[Annotation records]
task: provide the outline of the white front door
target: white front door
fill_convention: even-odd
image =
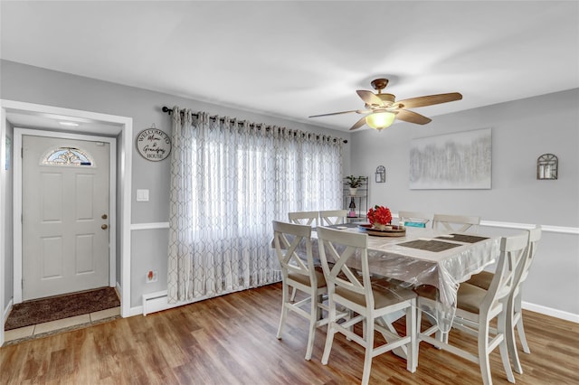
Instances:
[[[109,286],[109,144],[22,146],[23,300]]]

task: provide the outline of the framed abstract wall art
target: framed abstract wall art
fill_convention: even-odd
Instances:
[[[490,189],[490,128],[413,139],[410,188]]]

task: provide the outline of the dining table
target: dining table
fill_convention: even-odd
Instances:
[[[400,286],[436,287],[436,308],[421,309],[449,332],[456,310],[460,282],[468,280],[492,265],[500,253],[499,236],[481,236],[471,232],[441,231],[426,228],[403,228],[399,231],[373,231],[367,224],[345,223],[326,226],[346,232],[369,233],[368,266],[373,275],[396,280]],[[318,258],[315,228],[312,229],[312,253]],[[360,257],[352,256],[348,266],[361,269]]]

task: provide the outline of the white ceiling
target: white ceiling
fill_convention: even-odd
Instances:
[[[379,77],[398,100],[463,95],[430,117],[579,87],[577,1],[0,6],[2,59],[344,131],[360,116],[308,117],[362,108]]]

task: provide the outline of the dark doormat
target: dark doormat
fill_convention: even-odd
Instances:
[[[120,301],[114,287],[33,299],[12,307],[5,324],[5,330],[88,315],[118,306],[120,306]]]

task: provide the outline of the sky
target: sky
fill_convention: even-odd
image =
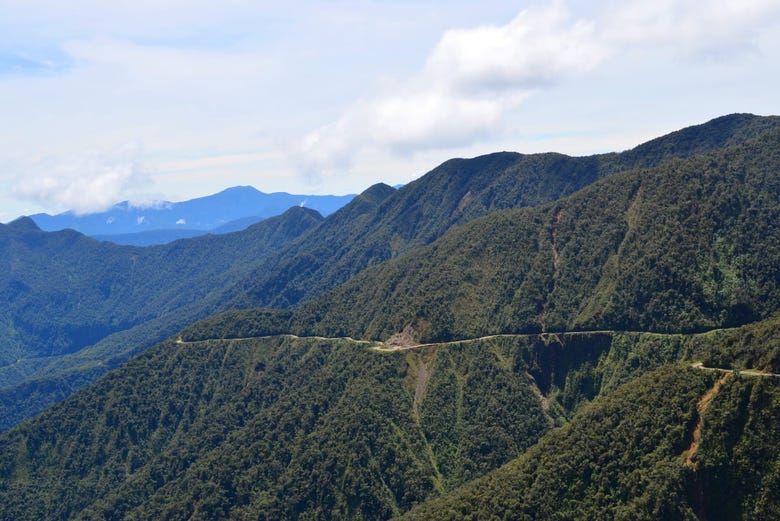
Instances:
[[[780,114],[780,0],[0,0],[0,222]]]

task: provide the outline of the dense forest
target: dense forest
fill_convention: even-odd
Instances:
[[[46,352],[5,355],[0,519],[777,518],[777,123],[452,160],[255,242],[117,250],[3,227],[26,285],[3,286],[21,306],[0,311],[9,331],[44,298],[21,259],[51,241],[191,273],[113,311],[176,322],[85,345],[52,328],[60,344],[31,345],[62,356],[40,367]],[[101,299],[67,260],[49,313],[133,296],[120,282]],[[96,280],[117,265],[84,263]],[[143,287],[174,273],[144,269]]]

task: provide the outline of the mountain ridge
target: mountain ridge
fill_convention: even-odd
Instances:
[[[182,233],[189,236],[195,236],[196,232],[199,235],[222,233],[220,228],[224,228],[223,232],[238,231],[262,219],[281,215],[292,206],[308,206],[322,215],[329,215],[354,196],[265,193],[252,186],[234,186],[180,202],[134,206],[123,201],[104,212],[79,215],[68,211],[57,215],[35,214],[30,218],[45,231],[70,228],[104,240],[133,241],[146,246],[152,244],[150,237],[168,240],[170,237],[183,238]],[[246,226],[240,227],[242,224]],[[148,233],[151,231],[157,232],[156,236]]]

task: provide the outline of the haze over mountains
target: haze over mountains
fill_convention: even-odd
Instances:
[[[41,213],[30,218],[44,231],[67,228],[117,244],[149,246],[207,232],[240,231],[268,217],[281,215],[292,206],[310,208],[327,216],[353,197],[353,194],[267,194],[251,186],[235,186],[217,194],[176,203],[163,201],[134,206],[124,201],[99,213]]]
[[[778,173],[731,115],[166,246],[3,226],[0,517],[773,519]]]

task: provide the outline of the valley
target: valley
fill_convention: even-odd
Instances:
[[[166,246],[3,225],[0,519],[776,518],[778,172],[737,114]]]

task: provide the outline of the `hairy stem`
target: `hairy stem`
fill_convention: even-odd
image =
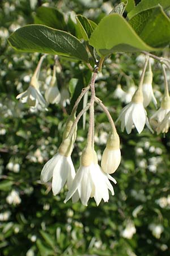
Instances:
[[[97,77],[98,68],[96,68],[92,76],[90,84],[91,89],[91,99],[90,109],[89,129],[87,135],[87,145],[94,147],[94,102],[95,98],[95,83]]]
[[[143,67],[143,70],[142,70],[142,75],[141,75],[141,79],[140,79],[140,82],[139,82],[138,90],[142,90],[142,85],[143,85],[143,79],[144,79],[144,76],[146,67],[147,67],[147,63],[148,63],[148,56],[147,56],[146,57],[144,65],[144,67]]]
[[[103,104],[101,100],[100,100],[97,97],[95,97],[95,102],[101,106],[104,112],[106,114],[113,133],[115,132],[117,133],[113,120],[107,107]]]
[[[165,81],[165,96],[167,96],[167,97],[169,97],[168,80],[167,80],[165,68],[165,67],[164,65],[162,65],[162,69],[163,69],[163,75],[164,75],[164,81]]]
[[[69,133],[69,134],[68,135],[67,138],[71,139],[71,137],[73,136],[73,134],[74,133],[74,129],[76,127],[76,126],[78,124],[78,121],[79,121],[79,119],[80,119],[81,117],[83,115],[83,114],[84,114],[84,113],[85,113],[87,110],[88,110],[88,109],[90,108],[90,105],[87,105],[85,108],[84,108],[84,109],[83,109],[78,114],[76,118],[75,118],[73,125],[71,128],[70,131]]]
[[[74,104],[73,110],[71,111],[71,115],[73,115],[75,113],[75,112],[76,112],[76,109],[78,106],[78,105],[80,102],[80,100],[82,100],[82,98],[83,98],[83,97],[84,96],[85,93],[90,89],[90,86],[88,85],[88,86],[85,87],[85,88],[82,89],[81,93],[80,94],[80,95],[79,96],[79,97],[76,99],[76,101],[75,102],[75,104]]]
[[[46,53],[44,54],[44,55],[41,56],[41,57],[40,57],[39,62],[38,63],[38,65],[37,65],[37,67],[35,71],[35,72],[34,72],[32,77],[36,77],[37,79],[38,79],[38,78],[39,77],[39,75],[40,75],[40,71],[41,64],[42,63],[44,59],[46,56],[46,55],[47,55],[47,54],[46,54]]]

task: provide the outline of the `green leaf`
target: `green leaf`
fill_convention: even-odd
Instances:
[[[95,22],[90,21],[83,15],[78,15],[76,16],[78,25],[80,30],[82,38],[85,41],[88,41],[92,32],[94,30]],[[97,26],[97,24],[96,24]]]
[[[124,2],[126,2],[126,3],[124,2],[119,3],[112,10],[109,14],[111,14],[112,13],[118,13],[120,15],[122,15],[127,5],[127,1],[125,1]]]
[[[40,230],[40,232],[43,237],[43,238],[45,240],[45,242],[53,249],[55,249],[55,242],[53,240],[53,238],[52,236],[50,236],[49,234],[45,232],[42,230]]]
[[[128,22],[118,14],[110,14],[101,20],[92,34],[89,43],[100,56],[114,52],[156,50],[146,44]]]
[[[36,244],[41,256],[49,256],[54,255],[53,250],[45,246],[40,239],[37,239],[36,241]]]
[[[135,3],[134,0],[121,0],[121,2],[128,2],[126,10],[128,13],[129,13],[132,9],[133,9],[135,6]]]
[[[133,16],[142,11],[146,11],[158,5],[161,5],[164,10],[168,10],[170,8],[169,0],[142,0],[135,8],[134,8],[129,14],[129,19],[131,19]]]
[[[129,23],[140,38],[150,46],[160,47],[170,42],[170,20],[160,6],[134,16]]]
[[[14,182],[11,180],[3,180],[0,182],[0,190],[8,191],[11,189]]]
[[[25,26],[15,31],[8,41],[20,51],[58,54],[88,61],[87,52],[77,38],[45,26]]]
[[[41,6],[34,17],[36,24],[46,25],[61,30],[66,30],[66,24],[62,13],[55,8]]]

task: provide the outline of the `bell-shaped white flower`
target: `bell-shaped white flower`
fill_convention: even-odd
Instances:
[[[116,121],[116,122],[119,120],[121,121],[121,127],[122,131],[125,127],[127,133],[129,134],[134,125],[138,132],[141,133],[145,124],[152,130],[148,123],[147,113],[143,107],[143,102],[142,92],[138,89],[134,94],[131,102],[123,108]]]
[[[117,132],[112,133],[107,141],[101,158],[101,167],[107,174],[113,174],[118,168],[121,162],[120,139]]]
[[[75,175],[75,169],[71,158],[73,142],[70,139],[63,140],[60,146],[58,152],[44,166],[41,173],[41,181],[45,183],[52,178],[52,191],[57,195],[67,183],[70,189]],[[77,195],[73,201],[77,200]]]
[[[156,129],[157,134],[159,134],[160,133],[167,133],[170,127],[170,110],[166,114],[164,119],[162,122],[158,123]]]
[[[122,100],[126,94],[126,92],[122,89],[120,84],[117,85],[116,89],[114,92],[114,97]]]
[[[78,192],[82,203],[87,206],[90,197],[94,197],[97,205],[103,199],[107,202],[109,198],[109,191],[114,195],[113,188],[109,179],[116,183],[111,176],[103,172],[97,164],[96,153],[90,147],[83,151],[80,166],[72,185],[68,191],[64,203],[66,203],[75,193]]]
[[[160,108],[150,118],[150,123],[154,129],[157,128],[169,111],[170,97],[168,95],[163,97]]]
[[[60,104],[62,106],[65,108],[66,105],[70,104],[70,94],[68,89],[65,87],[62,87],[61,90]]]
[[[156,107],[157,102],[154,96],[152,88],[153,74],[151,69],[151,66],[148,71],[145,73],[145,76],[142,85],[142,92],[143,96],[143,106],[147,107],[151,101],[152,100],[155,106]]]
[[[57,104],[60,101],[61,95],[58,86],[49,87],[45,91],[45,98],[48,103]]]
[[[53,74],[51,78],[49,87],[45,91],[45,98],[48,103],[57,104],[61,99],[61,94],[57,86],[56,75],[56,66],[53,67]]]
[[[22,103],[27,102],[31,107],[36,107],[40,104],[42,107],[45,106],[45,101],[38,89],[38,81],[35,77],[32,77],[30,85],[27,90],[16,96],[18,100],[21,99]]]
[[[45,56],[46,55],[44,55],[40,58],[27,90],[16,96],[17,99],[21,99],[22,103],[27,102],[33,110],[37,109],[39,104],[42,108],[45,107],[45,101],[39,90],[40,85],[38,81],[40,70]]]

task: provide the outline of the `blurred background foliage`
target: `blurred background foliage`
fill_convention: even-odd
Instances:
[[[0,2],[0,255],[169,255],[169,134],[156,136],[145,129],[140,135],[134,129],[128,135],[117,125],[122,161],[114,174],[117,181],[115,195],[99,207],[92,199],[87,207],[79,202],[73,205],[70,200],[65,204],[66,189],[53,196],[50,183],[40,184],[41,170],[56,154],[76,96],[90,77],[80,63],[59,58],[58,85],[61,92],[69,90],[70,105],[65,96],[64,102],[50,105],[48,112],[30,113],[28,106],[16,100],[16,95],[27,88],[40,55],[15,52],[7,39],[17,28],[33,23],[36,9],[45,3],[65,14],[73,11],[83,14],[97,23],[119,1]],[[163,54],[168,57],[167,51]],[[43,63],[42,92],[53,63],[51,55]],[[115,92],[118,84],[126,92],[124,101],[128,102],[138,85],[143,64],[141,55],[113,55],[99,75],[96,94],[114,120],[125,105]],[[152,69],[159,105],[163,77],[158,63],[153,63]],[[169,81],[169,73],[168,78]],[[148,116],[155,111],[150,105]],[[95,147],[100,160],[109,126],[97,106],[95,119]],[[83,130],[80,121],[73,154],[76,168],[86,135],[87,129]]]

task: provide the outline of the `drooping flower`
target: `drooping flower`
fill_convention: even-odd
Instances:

● **Work required**:
Can you render the items as a numbered list, from the first line through the line that contains "[[[780,114],[780,0],[0,0],[0,222]]]", including both, with blank lines dropped and the pictures left out?

● **Response for this exercise**:
1. task: provide the outline of the white front door
2. target: white front door
3. fill_convention: even-odd
4. image =
5. Instances:
6. [[[109,286],[109,144],[22,146],[23,300]]]
7. task: provide the outline of the framed abstract wall art
8. target: framed abstract wall art
9. fill_convention: even-odd
10. Instances:
11. [[[490,189],[490,128],[413,139],[410,188]]]
12. task: provide the outline of the dining table
13. target: dining table
14. fill_convention: even-odd
15. Instances:
16. [[[400,286],[436,287],[436,308],[421,309],[449,332],[456,310],[460,282],[468,280],[492,265],[500,253],[499,236],[481,236],[471,232],[441,231],[426,228],[403,228],[399,231],[373,231],[367,224],[345,223],[326,226],[346,232],[369,233],[368,266],[373,275],[396,280]],[[318,258],[315,228],[312,229],[312,253]],[[360,257],[352,256],[348,266],[361,269]]]
17. task: provide the outline of the white ceiling
18. target: white ceiling
19. fill_convention: even-odd
20. Instances:
21. [[[379,77],[398,100],[463,95],[430,117],[579,87],[577,1],[0,6],[2,59],[344,131],[360,116],[308,117],[362,108]]]
22. task: provide the outline of the dark doormat
23. target: dark doormat
24. fill_convention: even-odd
25. Instances:
26. [[[120,301],[114,287],[33,299],[12,307],[5,324],[5,330],[88,315],[118,306],[120,306]]]
27. task: provide the outline of the sky
28. target: sky
29. fill_convention: even-odd
30. image =
31. Instances:
32. [[[780,114],[780,0],[0,0],[0,222]]]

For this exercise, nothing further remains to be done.